Rewrite the records below with every "photo" swapped for "image", keeping all other text unchanged and leaving the pictures out.

####

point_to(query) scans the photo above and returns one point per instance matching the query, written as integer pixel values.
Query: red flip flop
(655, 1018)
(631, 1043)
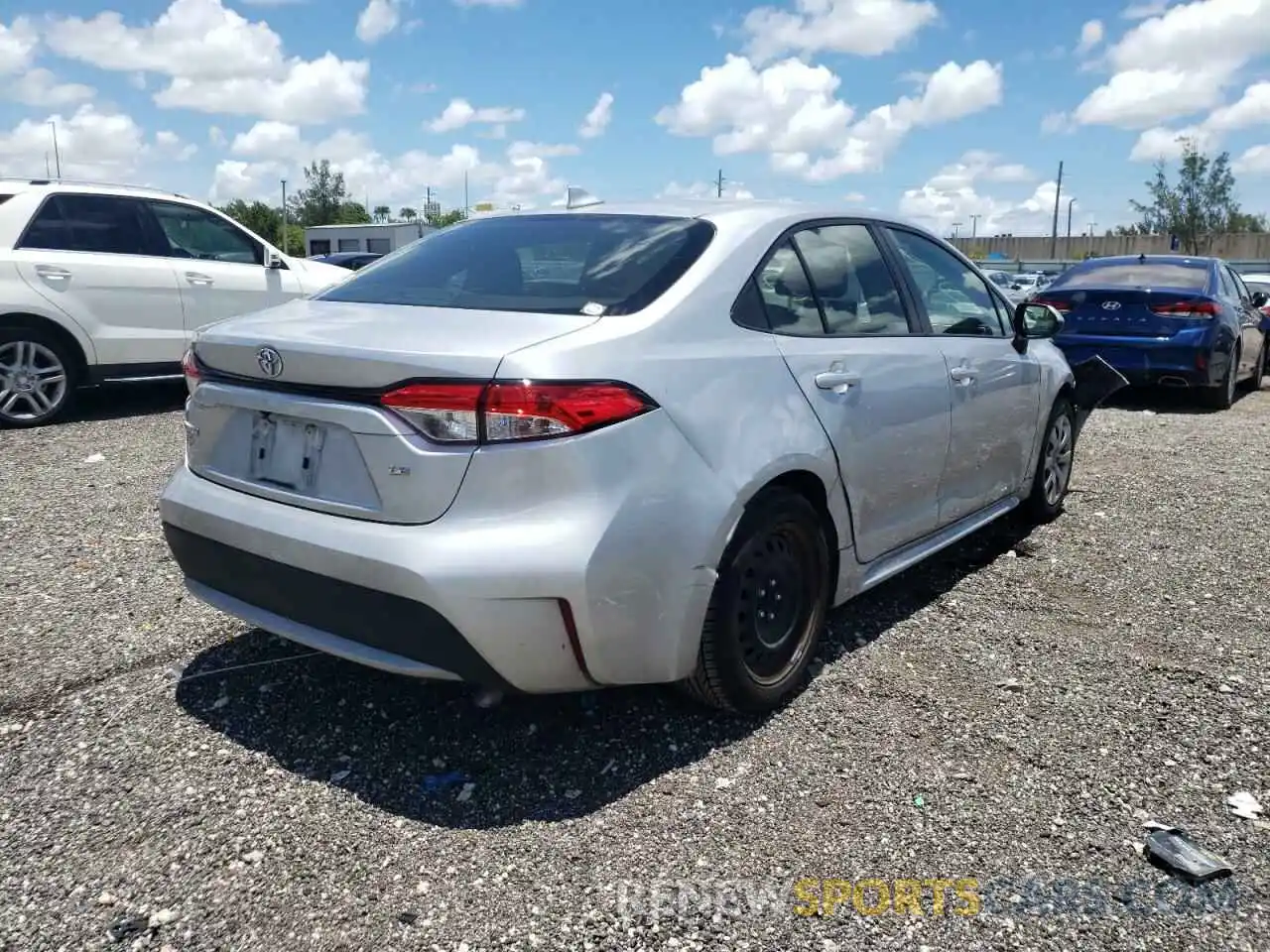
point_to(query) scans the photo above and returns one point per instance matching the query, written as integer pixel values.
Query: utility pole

####

§ **RESULT FOR THIS TASK**:
point_to(query) scans the image above and returns one point per instance matching the query, written as integer pixel values.
Query: red flip flop
(655, 1018)
(631, 1043)
point_to(query) scans the image above and returns one point per instance matching the query, written as integer pixel values.
Query: utility pole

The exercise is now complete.